Problem statement: In the entries that follow, find the line containing "shaped like [91,186]."; from there, copy every line exactly through the line containing "post, one point per instance in this photo.".

------------------------

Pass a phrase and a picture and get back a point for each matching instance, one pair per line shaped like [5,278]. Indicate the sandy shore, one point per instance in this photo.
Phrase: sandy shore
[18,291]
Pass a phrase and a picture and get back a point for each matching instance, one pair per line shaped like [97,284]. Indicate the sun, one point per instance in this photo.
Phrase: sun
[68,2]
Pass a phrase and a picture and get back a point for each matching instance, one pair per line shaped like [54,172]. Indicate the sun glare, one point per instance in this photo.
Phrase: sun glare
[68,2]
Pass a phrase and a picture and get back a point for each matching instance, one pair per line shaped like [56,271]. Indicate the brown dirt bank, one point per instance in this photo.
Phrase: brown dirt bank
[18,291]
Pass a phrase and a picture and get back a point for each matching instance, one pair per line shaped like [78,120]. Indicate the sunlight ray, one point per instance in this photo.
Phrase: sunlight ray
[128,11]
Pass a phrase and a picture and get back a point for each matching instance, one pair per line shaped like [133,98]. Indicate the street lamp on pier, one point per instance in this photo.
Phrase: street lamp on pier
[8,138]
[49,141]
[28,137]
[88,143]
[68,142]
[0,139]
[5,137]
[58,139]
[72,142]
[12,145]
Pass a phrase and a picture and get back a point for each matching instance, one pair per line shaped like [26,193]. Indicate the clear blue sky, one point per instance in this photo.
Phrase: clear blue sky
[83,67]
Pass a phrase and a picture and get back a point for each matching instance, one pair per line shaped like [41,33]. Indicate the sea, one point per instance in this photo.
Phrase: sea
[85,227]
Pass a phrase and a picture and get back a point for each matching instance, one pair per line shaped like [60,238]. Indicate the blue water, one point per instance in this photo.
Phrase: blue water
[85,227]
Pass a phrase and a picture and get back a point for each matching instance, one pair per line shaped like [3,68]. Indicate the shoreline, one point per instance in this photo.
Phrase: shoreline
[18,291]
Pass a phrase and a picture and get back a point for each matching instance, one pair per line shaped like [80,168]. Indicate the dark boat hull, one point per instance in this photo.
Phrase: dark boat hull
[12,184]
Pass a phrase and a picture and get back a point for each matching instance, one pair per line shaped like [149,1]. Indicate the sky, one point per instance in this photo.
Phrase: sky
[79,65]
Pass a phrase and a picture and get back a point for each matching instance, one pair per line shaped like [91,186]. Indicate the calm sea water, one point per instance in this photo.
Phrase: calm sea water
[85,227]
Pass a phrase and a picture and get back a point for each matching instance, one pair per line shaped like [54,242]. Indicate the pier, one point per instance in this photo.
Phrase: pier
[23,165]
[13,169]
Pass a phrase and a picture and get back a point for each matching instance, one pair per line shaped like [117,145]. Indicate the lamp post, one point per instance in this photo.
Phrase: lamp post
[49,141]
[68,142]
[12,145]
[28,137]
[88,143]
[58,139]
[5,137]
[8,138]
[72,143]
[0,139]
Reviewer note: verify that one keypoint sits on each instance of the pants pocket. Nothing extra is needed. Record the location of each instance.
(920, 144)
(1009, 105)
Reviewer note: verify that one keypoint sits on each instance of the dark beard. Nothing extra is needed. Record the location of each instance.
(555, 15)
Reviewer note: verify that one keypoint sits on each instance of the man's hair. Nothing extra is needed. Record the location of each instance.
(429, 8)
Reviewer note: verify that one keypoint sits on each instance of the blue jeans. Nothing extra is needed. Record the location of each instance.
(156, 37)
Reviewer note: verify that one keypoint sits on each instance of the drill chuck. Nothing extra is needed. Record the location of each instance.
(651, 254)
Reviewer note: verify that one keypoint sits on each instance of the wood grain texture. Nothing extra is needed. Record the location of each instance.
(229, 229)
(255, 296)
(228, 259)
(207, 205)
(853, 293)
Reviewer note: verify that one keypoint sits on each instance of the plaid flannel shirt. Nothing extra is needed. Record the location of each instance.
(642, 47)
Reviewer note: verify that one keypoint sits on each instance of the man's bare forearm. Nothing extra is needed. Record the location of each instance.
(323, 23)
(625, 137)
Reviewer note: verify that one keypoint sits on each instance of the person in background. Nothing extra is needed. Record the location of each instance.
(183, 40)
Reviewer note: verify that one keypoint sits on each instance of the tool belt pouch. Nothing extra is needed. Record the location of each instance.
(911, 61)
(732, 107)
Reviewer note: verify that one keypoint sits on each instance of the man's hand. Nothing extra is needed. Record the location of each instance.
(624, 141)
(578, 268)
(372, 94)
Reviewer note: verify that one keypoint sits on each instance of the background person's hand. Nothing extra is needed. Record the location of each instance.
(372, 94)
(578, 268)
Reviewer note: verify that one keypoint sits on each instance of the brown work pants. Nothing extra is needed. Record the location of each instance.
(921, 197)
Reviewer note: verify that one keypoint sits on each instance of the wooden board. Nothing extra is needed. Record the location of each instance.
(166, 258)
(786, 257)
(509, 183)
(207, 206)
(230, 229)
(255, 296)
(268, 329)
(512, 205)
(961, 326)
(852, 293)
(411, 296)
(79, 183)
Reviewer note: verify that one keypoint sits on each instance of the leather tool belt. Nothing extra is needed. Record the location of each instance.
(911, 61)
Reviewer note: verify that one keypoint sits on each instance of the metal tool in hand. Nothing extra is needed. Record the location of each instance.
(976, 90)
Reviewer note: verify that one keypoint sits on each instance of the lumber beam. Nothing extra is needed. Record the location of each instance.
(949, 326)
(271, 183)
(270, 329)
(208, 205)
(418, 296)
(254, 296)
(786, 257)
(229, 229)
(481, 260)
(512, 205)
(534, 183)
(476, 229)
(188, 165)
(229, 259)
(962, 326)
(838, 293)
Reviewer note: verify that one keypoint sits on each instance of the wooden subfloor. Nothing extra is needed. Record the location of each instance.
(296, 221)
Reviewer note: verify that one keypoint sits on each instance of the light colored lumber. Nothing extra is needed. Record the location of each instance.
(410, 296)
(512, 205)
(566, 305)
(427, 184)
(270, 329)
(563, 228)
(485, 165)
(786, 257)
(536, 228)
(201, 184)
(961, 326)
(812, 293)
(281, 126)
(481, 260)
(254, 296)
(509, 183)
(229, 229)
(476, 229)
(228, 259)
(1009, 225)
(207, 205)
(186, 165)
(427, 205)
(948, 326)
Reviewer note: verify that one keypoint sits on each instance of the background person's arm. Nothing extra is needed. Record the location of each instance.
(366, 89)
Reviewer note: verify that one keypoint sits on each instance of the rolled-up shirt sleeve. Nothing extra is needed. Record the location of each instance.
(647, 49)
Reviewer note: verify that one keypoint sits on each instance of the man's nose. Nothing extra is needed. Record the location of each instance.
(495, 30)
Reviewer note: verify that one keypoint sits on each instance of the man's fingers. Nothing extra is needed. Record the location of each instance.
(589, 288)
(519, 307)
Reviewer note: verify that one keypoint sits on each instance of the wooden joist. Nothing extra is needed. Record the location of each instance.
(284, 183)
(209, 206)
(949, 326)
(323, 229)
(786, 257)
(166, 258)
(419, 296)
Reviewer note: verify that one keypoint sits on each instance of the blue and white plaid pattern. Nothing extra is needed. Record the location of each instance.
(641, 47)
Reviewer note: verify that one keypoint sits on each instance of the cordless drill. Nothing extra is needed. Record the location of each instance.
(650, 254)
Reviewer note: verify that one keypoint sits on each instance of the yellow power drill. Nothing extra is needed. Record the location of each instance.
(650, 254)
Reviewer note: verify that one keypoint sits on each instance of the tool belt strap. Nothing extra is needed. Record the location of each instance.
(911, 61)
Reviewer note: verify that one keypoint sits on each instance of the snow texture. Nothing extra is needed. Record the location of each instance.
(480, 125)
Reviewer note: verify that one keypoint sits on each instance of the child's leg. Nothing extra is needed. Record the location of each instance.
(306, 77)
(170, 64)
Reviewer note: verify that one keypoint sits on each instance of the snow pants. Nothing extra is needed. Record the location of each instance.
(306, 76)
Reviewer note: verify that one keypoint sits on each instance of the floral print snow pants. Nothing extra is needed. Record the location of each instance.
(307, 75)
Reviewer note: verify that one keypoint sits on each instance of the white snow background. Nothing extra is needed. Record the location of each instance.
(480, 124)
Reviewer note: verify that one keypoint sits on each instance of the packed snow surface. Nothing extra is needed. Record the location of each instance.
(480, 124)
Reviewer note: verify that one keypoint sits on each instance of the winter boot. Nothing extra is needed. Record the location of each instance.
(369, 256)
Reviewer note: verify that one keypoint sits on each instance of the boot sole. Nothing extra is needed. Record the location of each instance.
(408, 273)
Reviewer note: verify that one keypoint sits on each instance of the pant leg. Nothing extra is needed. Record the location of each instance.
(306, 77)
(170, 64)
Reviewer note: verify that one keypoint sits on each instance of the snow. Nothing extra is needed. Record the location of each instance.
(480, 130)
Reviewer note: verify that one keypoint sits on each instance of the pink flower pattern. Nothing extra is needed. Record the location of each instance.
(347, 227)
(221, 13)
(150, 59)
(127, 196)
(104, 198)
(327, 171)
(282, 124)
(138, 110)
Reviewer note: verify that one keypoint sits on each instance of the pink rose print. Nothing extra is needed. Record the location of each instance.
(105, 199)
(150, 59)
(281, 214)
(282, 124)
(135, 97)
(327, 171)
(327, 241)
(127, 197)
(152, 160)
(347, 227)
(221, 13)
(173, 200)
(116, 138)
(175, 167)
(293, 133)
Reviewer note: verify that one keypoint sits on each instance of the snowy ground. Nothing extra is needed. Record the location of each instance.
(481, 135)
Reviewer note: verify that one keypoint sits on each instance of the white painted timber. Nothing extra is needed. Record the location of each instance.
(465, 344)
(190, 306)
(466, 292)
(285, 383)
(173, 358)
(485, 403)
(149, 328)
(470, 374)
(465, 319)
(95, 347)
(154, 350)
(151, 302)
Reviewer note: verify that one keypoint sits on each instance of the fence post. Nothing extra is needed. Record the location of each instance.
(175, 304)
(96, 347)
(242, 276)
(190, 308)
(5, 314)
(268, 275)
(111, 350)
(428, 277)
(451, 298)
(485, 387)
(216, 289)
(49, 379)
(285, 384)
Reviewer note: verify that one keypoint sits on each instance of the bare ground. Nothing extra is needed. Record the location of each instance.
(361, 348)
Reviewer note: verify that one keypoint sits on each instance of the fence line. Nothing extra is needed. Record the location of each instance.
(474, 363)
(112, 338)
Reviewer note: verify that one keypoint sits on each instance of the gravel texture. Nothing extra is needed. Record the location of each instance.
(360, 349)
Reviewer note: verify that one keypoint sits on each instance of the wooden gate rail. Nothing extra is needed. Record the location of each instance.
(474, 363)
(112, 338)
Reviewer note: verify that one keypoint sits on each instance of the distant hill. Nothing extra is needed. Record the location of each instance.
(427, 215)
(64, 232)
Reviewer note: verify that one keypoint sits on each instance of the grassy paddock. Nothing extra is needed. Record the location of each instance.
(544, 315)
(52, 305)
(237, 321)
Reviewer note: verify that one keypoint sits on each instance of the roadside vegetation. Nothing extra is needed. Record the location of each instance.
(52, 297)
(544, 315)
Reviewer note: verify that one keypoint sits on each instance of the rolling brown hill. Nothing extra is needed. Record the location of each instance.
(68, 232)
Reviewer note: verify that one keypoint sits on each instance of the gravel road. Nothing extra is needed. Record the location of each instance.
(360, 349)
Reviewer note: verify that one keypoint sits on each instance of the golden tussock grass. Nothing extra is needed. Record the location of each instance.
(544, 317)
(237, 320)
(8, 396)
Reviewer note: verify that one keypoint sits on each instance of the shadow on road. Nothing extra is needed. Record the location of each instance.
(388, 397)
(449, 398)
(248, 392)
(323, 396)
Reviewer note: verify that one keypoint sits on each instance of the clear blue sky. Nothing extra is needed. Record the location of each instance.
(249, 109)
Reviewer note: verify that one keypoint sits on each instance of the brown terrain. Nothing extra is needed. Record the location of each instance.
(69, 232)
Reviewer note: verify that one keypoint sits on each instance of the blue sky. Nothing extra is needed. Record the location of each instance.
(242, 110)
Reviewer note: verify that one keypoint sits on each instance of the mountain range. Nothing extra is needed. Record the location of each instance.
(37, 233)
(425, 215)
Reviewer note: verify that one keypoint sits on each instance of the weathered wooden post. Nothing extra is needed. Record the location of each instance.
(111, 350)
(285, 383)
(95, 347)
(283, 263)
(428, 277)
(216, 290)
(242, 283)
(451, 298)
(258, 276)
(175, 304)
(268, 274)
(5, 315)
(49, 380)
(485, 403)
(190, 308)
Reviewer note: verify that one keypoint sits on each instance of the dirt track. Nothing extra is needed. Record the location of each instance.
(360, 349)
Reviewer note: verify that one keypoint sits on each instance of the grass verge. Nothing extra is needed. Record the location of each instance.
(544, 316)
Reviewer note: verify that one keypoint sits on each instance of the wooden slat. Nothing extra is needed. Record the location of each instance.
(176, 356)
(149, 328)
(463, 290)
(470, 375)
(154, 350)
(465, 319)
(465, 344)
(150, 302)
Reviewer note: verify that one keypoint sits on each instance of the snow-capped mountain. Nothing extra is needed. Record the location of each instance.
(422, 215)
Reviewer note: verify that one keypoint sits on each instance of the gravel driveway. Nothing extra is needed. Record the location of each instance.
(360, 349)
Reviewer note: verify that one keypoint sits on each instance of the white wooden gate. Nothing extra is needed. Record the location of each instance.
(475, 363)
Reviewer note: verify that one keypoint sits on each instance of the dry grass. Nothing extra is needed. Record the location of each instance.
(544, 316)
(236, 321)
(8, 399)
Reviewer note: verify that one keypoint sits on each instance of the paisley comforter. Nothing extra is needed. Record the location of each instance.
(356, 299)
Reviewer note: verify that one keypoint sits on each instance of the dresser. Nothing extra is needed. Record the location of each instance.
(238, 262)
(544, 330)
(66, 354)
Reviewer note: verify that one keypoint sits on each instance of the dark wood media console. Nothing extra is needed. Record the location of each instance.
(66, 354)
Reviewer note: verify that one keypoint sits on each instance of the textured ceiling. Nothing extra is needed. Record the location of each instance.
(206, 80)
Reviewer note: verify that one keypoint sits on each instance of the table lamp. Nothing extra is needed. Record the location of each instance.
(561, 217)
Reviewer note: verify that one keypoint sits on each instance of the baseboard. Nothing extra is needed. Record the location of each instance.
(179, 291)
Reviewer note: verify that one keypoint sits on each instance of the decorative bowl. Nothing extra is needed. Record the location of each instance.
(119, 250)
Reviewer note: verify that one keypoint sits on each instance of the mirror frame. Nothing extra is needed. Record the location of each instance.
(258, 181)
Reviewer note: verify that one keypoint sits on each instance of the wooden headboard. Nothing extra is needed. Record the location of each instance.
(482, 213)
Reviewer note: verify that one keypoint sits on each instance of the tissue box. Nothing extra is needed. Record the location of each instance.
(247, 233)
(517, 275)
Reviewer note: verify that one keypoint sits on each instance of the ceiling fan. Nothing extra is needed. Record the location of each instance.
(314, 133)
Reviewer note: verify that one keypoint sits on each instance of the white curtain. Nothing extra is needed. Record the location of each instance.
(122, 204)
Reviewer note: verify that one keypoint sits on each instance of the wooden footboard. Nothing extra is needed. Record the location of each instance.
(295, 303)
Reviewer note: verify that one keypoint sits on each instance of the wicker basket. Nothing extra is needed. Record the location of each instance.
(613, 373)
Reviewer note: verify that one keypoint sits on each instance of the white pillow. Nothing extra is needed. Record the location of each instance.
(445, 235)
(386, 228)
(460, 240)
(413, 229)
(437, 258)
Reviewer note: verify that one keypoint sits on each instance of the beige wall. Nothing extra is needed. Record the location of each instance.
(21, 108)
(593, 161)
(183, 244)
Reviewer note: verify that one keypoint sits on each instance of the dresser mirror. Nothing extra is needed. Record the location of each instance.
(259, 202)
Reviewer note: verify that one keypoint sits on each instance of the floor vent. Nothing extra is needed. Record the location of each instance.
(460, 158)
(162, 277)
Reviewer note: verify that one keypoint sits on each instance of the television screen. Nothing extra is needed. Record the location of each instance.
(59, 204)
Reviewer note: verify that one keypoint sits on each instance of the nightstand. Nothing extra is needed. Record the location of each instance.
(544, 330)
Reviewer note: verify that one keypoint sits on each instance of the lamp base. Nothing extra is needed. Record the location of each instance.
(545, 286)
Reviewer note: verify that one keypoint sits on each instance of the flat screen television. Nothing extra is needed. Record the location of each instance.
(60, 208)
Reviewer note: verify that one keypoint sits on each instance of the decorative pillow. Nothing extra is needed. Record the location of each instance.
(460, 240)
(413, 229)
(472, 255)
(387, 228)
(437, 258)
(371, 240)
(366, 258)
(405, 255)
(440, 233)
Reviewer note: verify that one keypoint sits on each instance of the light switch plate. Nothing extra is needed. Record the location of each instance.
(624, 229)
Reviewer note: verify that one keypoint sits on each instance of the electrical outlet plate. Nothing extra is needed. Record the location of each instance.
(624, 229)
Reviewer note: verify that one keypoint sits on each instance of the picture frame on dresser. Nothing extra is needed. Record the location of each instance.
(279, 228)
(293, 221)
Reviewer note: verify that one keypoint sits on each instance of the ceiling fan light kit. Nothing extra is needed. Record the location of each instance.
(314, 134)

------------------------

Response area:
Pass a phrase and a picture and get back a point for each matching instance, one pair per line shaped like [91,186]. Indicate the calm sea water, one point per instance in this photo.
Phrase: calm sea water
[85,227]
Pass a phrase and a picture and get back a point for each matching instance, one pair per line shaped like [54,242]. Indicate the pier, one point per instance in this photo.
Phrase: pier
[23,165]
[13,169]
Pass a phrase and a picture and get back a point for each matching instance, one pair per line shaped like [117,145]. Indicate the lamp post, one point per instance in this photo.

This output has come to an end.